[Page excerpt]:
======

The town’s beaches are accumulating sand over the long term and are in stable condition, a town coastal engineering consultant told a Palm Beach audience on Tuesday.
Palm Beach’s 12 miles of shore have gained a net of 4.8 million cubic yards of sand since long-term volume measurements began in 1990, according to Mike Jenkins, Coastal Engineering Principal at Applied Technology and Management. That corresponds to an average increase of 43 feet in the width of the town’s shoreline.
Jenkins and other officials were at Town Hall Tuesday for the annual stakeholder meeting of the Palm Beach Island Beach Management Agreement. About 40 people attended.
Established in 2012, the agreement allows for a regional approach to coastal management on Palm Beach Island, which reaches from the Palm Beach Inlet to the Boynton Inlet. Partners include the Florida Department of Environmental Protection, Florida Fish and Wildlife Conservation Commission, Town of Palm Beach, and Palm Beach County, all of whom were represented at the meeting.
The overall gains in sand volume are largely attributed to a mature town coastal management program that includes periodic, large-scale nourishments at Midtown Beach and Phipps Ocean Park. By design, some of the sand deposited at those two public beaches drifts in the ocean current, “feeding” the shore south of it. Dune restorations are also performed along some sections of the coastline.
The coastal program includes the town’s sand transfer plant on the southern tip of Singer Island. The plant pumps sand otherwise trapped by the Palm Beach Inlet jetties onto the northern tip of Palm Beach Island. The long-term interruption of downdrift sand caused by the inlet jetties has frequently been cited as a major cause of Palm Beach’s erosion problems over the years.
The town also has an agreement with the U.S. Army Corps of Engineers, which is responsible for dredging the Palm Beach Inlet’s navigation channel every two years to three years, to deposit that sand onto reaches 1 and 2 of the town’s north shore.
The overall long-term gain in sand volume is down somewhat compared to a year ago, when Jenkins reported a net gain of 5.24 million cubic yards of sand on town beaches since 1990. The average gain in beach width over the same period stood at 47 feet.
Beaches aren’t static. Sand volume can fluctuate because of storm activity, climate patterns, coastal development, seasonal variations in wind and ocean currents, and other factors.
There were no tropical storms or hurricanes that impacted Palm Beach during the last year, Jenkins said. A strong El Nino climate pattern was in play, suppressing storm activity in the Atlantic basin.
But there was significant winter weather activity, which resulted in minor dune loss, Jenkins said.
No major beach renourishments were performed in Palm Beach during the last year.
The town experienced some sand loss in Reach 1, the stretch of beach immediately south of the Lake Worth/Palm Beach inlet, on Midtown Beach, and south of Midtown Beach, Jenkins said.
Phipps Ocean Park/Reach 7’s next renourishment is scheduled for this winter. The next nourishment of Midtown is a federal project scheduled for 2026.
Of continuing concern is the lack of consistent sand distribution throughout the system, Jenkins said. Some areas – particularly those with seawalls of nearshore hardbottom, erode more than others. Some parts of the town’s shoreline, including Reach 2 in the North End and Reach 8 in the South End, cannot be fully renourished because of the abundance of nearshore hardbottom marine habitat.
Other speakers at Tuesday’s meeting included Greg Garis, program administrator for FDEP; Robbin Trindell, biological administrator for the Florida Fish and Wildlife Commission; Andy Studt, program supervisor for coastal resources management for Palm Beach County; and Nicole Dancho, senior marine scientist with Coastal Eco-Group, biological monitoring consultant for the Town of Palm Beach.

======

[Listed entries]:
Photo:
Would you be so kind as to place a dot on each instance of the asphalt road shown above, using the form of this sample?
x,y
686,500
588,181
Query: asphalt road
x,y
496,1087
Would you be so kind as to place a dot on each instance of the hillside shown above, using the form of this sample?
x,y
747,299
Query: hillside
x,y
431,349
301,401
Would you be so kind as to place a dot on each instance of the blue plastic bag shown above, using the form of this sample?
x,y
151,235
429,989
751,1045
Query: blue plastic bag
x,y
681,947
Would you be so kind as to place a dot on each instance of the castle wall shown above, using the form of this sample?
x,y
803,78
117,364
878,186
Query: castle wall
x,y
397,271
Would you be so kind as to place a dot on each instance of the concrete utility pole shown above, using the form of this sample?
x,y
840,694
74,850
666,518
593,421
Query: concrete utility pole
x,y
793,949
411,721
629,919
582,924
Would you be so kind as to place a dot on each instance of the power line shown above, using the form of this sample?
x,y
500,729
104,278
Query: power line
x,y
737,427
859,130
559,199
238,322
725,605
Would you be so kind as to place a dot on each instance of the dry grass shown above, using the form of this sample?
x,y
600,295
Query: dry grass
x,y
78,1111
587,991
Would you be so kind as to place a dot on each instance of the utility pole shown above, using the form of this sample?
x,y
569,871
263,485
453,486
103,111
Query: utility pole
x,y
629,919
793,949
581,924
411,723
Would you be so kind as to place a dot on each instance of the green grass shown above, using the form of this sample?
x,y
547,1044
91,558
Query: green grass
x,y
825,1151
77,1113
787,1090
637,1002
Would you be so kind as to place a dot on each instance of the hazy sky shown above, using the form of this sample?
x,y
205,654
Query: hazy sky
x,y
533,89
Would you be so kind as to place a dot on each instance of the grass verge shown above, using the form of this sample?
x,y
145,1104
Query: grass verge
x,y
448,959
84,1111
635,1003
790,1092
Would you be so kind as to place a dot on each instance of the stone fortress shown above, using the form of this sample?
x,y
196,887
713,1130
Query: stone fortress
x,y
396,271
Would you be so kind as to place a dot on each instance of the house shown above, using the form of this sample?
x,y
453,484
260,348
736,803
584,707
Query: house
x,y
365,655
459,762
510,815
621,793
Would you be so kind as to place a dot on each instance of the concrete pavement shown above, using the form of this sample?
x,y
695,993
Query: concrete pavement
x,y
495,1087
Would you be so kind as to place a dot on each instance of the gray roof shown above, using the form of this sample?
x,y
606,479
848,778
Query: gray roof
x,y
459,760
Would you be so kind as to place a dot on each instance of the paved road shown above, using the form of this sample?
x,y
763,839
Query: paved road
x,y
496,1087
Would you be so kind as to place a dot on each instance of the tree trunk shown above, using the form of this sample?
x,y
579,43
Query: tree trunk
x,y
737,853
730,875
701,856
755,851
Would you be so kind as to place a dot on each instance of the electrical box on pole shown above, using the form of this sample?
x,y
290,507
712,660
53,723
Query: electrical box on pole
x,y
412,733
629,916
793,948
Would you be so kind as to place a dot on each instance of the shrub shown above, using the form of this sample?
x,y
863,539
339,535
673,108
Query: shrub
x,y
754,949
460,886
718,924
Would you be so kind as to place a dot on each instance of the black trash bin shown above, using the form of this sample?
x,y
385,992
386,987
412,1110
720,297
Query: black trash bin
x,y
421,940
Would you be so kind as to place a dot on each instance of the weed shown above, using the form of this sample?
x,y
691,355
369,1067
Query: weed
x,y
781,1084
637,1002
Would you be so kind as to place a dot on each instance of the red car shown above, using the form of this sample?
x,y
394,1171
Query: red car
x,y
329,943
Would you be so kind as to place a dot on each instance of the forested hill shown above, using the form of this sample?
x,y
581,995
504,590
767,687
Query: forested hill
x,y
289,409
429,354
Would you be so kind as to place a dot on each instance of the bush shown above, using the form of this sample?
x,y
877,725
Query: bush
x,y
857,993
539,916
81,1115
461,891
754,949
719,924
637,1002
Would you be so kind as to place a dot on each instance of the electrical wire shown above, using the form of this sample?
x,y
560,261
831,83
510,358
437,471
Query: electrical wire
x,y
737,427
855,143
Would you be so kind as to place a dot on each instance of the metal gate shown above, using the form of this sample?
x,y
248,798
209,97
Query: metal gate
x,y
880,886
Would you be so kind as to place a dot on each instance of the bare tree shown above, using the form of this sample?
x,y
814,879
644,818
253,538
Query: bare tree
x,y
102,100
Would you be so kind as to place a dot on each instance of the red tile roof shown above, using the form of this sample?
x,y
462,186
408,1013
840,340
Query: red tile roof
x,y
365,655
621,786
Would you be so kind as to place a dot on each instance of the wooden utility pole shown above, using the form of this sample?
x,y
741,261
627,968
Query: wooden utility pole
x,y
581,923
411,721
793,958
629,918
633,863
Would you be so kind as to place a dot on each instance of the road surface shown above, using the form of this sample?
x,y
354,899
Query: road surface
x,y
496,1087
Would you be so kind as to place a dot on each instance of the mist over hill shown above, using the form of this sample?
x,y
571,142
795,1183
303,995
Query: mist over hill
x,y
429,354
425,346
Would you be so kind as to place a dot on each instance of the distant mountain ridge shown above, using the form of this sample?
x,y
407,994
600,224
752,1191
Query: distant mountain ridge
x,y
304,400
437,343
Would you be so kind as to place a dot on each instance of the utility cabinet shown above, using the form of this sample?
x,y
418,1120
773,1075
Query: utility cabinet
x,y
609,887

======

[Exercise objective]: Rewrite the article on Palm Beach's beaches, starting with "But there was" and going on through "scheduled for 2026.", with "minor dune loss" changed to "slight dune loss".

[Task answer]:
But there was significant winter weather activity, which resulted in slight dune loss, Jenkins said.
No major beach renourishments were performed in Palm Beach during the last year.
The town experienced some sand loss in Reach 1, the stretch of beach immediately south of the Lake Worth/Palm Beach inlet, on Midtown Beach, and south of Midtown Beach, Jenkins said.
Phipps Ocean Park/Reach 7’s next renourishment is scheduled for this winter. The next nourishment of Midtown is a federal project scheduled for 2026.